| Extrait du texte |
********

De 1954 à 1960, sous la direction du philosophe existentialiste Jean Wahl, et pour combattre l’utilisation qui en était faite par Sartre, il entreprit une thèse sur Kierkegaard, allant jusqu’à apprendre le danois et à séjourner à Copenhague. Cette thèse fut partiellement publiée.

Lorsqu’il séjourna à Paris dans les années 60, il participa aux réunions du groupe de Maximilien Rubel, centré sur les Cahiers pour le socialisme des conseils. Maximilien Rubel le chargea de traduire des ouvrages de Marx pour la collection La Pléiade.

Au retour de deux années d’enseignement à l’université Monash de Melbourne (Australie), en 1967-68, il se trouva plongé dans les événements de mai 68 à Paris, qui l’enthousiasmèrent. Il se retrouva naturellement en discussion avec des groupes communistes de conseils ou antiautoritaires. Il retourna s’installer aux USA en 1969, non sans faire des séjours réguliers en France, qui furent autant d’occasions de fréquenter tous les groupes antiautoritaires.

La grève de masse des ouvriers polonais en août 1980 l’incita à se rendre en Pologne, à Gdansk et Varsovie, et à discuter avec les ouvriers du nouveau syndicat Solidarnosc ("Solidarité").

A partir du milieu des années 80, Jean Malaquais s’installa à Genève avec sa seconde femme, Elisabeth. Il garda des contacts avec Paris, et s’y déplaça souvent pour porter la contradiction aux certitudes de petits groupes "ultragauches", dont il adoptait sinon les positions, du moins un rejet viscéral du mythe de la Russie socialiste, et de toute forme d’Etat. Sans appartenir à un groupe, Jean Malaquais demeura un point de liaisons dans ce qui est qualifié de courant "ultragauche".

Les années 1996-1998 après un désintérêt de l’édition française pendant presque 50 ans pour son œuvre, furent l’occasion d’une republication de certains de ses livres, témoignage dans le siècle de la résistance d’un métèque allergique à toute forme de patriotisme.

********

| Données présentées |
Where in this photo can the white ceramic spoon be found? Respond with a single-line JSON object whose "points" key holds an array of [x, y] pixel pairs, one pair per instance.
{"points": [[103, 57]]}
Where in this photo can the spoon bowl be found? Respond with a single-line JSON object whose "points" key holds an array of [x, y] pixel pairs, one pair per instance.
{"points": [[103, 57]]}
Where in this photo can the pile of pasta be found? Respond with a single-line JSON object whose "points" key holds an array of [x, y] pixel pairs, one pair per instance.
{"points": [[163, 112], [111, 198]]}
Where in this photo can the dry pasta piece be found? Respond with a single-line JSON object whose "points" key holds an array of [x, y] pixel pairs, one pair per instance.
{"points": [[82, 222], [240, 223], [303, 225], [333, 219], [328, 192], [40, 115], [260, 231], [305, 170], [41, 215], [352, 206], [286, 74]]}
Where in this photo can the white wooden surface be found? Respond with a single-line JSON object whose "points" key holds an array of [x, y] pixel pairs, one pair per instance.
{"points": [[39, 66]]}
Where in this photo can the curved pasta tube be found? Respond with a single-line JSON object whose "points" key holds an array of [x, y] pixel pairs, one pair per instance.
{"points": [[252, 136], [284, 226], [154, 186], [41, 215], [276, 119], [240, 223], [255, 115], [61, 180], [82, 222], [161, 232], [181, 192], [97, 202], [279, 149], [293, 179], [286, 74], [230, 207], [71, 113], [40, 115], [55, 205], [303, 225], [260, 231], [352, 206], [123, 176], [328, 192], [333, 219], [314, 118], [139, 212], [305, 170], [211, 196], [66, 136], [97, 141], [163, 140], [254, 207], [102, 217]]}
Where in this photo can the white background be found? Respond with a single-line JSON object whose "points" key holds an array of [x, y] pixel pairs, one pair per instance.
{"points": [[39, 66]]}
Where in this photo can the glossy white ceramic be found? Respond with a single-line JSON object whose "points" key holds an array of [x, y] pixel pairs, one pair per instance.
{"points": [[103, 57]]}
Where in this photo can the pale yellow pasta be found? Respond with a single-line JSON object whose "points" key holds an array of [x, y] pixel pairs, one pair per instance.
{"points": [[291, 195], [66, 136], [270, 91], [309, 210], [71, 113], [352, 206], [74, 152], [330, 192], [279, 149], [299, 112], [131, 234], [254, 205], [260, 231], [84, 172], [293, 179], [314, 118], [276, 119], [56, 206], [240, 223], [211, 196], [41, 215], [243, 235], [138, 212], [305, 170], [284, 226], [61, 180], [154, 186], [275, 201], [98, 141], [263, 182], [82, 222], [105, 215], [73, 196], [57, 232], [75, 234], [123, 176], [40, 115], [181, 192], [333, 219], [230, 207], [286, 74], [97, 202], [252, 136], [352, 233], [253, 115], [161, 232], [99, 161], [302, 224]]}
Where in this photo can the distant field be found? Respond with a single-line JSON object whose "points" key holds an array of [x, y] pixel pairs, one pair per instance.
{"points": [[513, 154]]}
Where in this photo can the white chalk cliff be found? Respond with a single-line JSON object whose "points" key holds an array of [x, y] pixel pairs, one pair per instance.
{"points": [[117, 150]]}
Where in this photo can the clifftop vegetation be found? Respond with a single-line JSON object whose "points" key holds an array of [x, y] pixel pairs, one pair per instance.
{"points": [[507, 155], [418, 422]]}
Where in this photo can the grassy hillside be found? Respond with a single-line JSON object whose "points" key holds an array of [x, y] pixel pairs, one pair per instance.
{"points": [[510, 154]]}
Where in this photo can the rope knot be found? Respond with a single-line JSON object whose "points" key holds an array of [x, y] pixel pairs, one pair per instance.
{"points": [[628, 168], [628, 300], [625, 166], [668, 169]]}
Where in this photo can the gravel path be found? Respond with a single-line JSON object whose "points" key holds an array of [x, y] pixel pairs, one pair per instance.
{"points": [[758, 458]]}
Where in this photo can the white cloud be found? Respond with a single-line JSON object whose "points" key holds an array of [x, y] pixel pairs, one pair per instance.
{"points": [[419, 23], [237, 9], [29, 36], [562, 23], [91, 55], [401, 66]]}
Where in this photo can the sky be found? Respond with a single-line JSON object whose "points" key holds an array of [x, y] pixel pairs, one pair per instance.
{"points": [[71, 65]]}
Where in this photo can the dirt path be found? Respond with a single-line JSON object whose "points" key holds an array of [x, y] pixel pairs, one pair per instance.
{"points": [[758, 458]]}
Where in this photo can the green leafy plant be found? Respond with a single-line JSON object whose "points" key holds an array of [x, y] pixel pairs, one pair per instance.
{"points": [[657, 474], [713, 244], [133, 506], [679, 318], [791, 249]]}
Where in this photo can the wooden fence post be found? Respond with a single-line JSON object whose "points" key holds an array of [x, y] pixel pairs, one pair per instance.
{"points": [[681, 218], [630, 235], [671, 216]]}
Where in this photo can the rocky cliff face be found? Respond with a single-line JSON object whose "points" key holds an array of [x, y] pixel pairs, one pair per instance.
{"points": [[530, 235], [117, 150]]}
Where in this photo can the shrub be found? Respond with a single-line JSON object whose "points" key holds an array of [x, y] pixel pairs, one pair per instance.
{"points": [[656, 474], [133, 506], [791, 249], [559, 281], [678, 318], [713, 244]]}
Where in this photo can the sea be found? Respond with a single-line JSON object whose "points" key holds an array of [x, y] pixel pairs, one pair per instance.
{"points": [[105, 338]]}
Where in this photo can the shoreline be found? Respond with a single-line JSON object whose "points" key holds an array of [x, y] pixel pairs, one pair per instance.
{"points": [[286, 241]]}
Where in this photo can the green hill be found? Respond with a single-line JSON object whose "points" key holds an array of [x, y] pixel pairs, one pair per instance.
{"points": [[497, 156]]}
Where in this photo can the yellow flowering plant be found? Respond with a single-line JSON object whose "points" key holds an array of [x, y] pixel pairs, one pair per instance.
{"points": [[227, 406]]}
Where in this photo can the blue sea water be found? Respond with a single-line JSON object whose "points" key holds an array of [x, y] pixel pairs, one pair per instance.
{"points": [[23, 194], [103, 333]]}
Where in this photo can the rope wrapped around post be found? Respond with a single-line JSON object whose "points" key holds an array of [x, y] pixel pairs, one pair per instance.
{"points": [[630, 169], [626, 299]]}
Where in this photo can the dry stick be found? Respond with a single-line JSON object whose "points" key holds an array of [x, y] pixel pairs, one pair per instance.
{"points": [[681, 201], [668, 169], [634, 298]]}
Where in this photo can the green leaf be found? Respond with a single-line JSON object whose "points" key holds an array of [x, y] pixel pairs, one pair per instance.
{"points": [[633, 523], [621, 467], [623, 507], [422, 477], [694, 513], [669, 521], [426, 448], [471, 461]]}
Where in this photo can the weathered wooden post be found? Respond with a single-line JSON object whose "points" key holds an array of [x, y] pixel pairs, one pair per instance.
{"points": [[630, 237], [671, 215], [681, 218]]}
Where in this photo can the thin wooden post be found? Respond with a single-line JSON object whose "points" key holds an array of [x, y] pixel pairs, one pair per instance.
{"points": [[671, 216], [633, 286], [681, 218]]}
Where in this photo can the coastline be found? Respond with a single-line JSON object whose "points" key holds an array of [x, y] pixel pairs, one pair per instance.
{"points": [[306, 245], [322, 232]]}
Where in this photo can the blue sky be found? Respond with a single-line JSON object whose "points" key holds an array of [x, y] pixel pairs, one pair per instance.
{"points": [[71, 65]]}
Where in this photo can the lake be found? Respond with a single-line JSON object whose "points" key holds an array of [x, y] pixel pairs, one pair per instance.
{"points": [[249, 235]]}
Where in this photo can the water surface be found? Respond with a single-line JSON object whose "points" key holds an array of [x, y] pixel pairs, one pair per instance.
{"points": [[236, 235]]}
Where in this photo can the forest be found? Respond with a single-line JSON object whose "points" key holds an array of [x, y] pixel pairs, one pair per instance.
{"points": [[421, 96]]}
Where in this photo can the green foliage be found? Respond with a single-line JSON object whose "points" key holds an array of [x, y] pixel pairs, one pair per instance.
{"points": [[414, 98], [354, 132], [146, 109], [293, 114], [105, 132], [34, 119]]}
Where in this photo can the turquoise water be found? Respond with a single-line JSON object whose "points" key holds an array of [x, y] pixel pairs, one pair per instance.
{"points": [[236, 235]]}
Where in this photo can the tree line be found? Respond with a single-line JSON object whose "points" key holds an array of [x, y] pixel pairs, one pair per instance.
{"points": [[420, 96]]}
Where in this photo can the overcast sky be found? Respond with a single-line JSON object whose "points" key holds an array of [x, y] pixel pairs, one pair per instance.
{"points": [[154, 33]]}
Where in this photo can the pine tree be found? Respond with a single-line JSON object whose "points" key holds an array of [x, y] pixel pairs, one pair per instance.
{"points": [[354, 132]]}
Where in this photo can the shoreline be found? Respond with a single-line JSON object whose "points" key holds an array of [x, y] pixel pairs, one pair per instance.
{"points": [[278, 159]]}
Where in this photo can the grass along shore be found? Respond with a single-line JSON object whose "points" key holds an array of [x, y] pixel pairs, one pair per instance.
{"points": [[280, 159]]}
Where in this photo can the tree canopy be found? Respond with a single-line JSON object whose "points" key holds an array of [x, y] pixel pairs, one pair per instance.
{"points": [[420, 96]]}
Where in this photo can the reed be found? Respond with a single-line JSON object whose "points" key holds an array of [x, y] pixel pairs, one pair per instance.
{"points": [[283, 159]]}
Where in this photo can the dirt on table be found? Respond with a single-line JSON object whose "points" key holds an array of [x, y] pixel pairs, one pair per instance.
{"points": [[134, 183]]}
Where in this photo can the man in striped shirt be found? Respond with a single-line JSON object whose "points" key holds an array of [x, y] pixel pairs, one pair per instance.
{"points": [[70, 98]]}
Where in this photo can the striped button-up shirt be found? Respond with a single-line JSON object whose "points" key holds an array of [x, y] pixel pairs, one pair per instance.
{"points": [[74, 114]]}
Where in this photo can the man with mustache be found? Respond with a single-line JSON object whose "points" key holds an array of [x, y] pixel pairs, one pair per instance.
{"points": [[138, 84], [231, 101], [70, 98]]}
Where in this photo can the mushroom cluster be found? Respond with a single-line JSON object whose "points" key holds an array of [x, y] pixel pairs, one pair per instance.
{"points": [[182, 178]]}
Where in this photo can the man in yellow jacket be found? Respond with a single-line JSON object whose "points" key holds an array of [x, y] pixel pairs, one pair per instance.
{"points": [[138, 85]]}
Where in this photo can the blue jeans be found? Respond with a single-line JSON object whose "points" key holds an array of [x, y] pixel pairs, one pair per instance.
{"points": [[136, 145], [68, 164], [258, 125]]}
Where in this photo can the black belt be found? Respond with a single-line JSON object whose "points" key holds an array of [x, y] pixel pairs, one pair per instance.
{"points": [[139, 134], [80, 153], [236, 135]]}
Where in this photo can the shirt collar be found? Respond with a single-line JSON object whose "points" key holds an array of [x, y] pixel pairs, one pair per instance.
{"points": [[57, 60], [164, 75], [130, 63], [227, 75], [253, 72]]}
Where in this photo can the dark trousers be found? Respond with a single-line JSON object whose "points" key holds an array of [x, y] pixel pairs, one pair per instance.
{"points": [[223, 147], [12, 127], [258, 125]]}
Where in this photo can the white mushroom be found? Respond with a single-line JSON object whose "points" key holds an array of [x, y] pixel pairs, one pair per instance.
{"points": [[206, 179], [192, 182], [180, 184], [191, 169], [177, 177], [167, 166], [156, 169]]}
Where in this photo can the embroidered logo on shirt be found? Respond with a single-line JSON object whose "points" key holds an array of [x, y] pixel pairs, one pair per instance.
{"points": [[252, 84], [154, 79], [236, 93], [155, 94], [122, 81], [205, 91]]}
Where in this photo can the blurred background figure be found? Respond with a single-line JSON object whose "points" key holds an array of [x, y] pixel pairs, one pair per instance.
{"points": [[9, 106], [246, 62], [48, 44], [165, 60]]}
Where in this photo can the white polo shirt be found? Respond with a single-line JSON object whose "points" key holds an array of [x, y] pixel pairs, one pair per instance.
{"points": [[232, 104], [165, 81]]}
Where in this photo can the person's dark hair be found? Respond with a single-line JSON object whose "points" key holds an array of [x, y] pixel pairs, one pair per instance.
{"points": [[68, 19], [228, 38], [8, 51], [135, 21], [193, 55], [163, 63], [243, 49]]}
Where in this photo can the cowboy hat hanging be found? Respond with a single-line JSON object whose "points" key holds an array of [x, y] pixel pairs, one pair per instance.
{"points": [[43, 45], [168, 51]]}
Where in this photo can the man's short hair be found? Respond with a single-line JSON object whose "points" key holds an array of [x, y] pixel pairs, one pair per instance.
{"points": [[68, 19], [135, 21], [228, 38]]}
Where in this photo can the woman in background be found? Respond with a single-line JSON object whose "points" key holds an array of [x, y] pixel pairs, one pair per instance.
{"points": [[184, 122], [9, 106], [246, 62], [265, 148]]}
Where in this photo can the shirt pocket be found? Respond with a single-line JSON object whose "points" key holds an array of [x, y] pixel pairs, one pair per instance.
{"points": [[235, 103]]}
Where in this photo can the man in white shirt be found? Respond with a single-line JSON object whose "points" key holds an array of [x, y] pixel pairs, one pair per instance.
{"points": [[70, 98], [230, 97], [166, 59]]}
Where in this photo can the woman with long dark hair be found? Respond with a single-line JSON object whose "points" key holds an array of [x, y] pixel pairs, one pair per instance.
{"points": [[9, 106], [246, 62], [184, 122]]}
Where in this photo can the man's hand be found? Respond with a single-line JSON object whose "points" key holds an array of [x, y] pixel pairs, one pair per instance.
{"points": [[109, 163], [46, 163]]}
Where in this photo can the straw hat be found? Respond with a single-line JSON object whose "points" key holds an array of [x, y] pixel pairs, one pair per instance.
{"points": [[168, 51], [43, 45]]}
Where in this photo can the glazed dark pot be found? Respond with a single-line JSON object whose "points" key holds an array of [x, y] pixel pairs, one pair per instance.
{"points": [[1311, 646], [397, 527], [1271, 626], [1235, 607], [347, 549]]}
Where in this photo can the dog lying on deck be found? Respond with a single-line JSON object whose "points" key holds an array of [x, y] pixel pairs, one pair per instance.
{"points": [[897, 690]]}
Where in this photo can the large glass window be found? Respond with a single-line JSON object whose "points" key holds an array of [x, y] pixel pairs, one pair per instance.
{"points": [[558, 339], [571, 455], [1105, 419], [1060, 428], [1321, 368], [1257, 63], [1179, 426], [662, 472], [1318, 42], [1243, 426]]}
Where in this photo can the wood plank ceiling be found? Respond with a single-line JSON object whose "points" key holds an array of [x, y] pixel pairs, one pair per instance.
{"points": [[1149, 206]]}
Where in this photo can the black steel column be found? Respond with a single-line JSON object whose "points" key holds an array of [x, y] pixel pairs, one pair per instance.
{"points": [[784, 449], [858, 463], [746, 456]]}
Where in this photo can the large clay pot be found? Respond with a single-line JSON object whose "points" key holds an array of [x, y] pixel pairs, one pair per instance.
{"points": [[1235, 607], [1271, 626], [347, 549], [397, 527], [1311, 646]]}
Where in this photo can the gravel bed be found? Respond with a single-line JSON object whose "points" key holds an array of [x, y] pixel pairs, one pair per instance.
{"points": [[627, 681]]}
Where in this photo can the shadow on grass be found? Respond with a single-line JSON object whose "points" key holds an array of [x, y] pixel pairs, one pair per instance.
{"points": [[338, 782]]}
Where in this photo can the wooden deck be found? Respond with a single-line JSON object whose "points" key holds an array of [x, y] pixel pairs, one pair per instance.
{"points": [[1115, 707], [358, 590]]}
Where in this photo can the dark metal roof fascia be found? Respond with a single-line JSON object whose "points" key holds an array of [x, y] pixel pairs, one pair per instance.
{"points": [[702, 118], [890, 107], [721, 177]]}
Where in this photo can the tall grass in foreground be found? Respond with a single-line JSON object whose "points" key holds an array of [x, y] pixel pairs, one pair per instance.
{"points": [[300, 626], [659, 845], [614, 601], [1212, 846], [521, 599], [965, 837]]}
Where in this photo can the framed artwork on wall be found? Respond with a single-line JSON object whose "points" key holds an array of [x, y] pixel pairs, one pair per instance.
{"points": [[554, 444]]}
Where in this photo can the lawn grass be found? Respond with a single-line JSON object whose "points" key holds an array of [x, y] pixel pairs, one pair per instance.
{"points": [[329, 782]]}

********

| Consigne |
Citez le passage de l'extrait sur Jean Malaquais qui va de « Les années 1996-1998 » à « forme de patriotisme. ».

| Travail réalisé |
Les années 1996-1998 après un désintérêt de l’édition française pendant presque 50 ans pour son œuvre, furent l’occasion d’une republication de certains de ses livres, témoignage dans le siècle de la résistance d’un métèque allergique à toute forme de patriotisme.